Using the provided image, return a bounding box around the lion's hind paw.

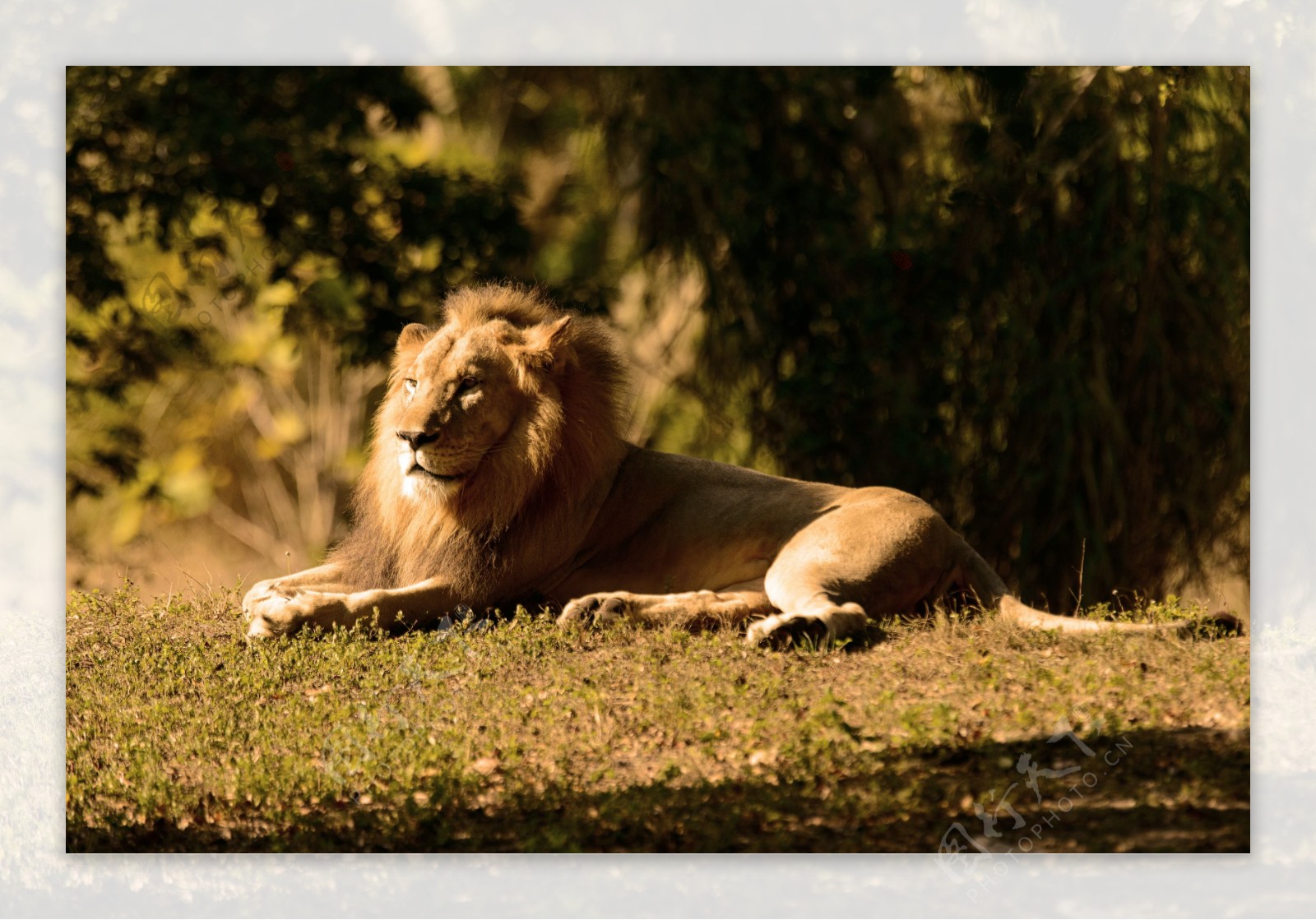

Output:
[558,594,630,626]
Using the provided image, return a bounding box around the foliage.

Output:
[592,67,1249,602]
[66,585,1249,852]
[68,67,1249,605]
[66,67,526,495]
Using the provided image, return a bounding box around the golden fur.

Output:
[243,284,1231,644]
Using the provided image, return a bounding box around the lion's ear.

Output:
[397,322,434,351]
[517,316,571,370]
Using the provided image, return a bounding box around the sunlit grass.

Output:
[67,587,1249,852]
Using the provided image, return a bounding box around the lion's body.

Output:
[243,285,1211,642]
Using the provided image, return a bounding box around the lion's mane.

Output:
[329,284,627,596]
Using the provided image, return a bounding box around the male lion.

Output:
[242,285,1226,645]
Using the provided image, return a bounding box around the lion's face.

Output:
[382,324,525,499]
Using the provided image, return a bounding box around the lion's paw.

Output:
[745,613,836,649]
[558,594,630,626]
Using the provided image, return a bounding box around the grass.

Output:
[66,585,1249,852]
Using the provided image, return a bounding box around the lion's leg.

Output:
[558,579,774,629]
[246,562,353,598]
[243,580,463,638]
[746,490,958,646]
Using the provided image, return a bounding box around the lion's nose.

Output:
[397,432,428,450]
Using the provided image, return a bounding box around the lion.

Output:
[242,284,1231,646]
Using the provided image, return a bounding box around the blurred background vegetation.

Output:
[67,67,1250,609]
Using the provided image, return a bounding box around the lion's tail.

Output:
[959,543,1242,633]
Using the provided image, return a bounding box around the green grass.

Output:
[67,585,1249,852]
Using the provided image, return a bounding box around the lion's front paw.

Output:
[745,613,836,649]
[242,589,351,640]
[558,594,630,626]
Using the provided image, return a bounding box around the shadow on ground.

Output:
[67,729,1250,853]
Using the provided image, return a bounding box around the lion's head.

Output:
[345,285,623,589]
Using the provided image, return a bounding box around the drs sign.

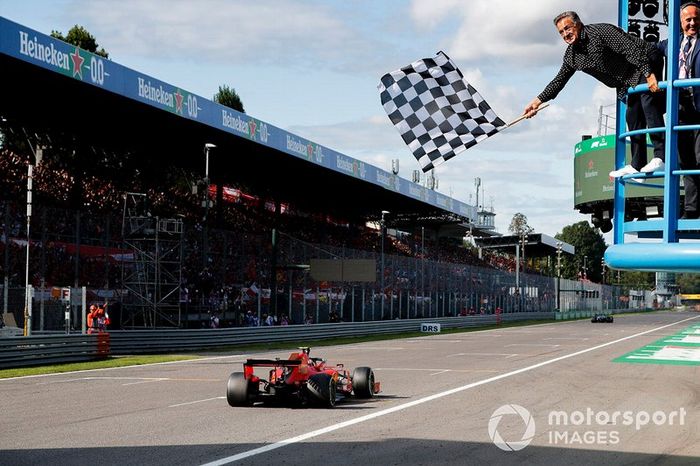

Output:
[420,324,440,333]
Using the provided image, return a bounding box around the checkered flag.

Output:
[377,52,507,172]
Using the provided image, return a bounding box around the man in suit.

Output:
[523,11,665,178]
[658,2,700,219]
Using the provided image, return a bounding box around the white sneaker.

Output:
[609,165,638,178]
[640,157,666,173]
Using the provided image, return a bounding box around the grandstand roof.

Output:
[475,233,576,257]
[0,17,490,236]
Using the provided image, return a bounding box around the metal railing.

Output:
[0,312,554,369]
[0,333,110,369]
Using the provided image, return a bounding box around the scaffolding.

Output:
[121,193,183,328]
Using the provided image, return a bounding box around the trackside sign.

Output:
[420,323,440,333]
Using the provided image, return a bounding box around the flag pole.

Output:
[506,102,549,128]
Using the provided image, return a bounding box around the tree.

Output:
[508,212,534,236]
[214,84,245,113]
[555,221,606,282]
[676,273,700,294]
[51,24,109,58]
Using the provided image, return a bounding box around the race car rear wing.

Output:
[243,359,302,367]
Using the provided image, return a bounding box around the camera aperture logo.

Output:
[489,404,535,451]
[488,404,687,451]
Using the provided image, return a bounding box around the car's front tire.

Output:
[306,373,337,408]
[352,367,374,398]
[226,372,256,406]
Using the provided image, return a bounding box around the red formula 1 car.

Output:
[226,347,380,408]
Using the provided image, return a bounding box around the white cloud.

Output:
[411,0,617,66]
[61,0,378,68]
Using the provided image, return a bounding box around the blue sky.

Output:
[0,0,617,235]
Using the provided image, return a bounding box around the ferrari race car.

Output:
[226,347,380,408]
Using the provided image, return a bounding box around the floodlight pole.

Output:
[557,241,564,311]
[202,142,216,267]
[23,145,43,337]
[380,210,389,319]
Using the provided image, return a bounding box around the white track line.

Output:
[202,316,700,466]
[0,354,247,382]
[168,396,226,408]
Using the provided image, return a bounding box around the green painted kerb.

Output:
[613,324,700,366]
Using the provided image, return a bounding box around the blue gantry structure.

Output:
[605,0,700,272]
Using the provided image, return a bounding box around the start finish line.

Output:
[613,324,700,366]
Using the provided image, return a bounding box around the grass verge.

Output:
[0,320,552,379]
[0,354,199,379]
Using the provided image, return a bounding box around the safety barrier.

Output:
[0,312,554,369]
[0,333,110,369]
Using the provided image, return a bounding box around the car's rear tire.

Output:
[352,367,374,398]
[306,373,337,408]
[226,372,256,406]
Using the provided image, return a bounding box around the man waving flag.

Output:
[378,52,507,172]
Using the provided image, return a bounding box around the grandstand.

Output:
[0,18,636,330]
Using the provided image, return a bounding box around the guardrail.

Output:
[0,312,555,369]
[0,333,110,369]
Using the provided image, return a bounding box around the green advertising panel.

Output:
[574,134,663,206]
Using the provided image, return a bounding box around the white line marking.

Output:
[202,316,700,466]
[506,343,561,348]
[542,337,590,341]
[122,378,170,387]
[0,354,247,382]
[373,367,500,372]
[168,396,226,408]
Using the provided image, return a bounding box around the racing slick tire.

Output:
[306,373,337,408]
[352,367,374,398]
[226,372,255,406]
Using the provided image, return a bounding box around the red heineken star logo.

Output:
[175,89,185,113]
[70,47,85,81]
[248,120,258,139]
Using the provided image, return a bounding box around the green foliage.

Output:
[214,84,245,113]
[676,273,700,294]
[51,24,109,58]
[555,221,606,282]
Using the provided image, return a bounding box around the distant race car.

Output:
[226,347,380,408]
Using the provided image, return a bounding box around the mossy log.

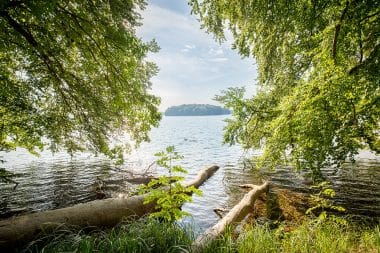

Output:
[192,182,269,252]
[0,166,219,251]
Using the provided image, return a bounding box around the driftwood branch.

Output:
[192,182,269,252]
[213,208,228,219]
[0,166,219,249]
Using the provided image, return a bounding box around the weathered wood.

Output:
[0,166,219,251]
[192,182,269,252]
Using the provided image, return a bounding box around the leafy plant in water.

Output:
[139,146,202,222]
[306,181,346,224]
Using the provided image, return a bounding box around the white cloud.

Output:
[137,3,256,110]
[210,57,228,62]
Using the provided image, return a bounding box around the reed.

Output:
[24,218,380,253]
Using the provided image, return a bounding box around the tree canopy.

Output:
[0,0,161,161]
[190,0,380,176]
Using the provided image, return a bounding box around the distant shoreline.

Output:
[164,104,231,116]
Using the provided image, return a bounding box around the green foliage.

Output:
[306,181,346,224]
[190,0,380,175]
[26,218,192,253]
[140,146,201,222]
[203,220,380,253]
[0,0,161,159]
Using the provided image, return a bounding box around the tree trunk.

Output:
[0,166,219,249]
[192,182,269,252]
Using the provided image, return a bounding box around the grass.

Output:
[24,218,380,253]
[23,218,193,253]
[205,217,380,253]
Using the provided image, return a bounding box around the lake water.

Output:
[0,116,380,230]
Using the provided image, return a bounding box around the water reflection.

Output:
[0,116,380,230]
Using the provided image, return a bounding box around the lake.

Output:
[0,116,380,230]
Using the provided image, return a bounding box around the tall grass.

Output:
[205,220,380,253]
[25,218,380,253]
[23,218,193,253]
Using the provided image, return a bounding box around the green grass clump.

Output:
[24,218,380,253]
[24,218,193,253]
[205,220,380,253]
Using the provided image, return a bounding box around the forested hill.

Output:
[165,104,231,116]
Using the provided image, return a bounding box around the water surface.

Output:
[0,116,380,230]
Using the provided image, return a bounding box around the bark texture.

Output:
[192,182,269,252]
[0,166,219,251]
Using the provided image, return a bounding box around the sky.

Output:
[137,0,257,111]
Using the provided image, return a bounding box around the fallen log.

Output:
[0,166,219,249]
[192,182,269,252]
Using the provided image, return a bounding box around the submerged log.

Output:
[192,182,269,252]
[0,166,219,249]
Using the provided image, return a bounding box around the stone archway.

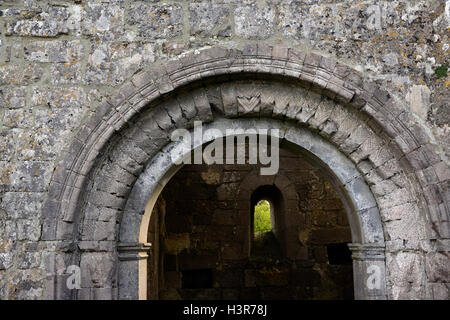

==================================================

WHAT IS ASKED:
Rescale the records from the line with "Using the provided image, return a bounding box around the leafy" to the line with "[190,0,380,176]", both included, and write out every line again, requests as well. Multiply each bounding box coordinate in the answers by 0.4 and round to the nearest whole number, with halves rounding up.

RESULT OF THIS EXERCISE:
Using the provided image, return a bounding box around the leafy plant in water.

Output:
[56,58,81,89]
[122,72,138,90]
Using the provided image, return a bounding box around the white cloud.

Output:
[55,1,102,44]
[84,23,91,25]
Using the provided image, return a bounding box around the reed.

Output:
[10,87,152,101]
Using the provided image, return a bounding box around the tree canopy.

Output:
[0,0,64,64]
[76,0,152,70]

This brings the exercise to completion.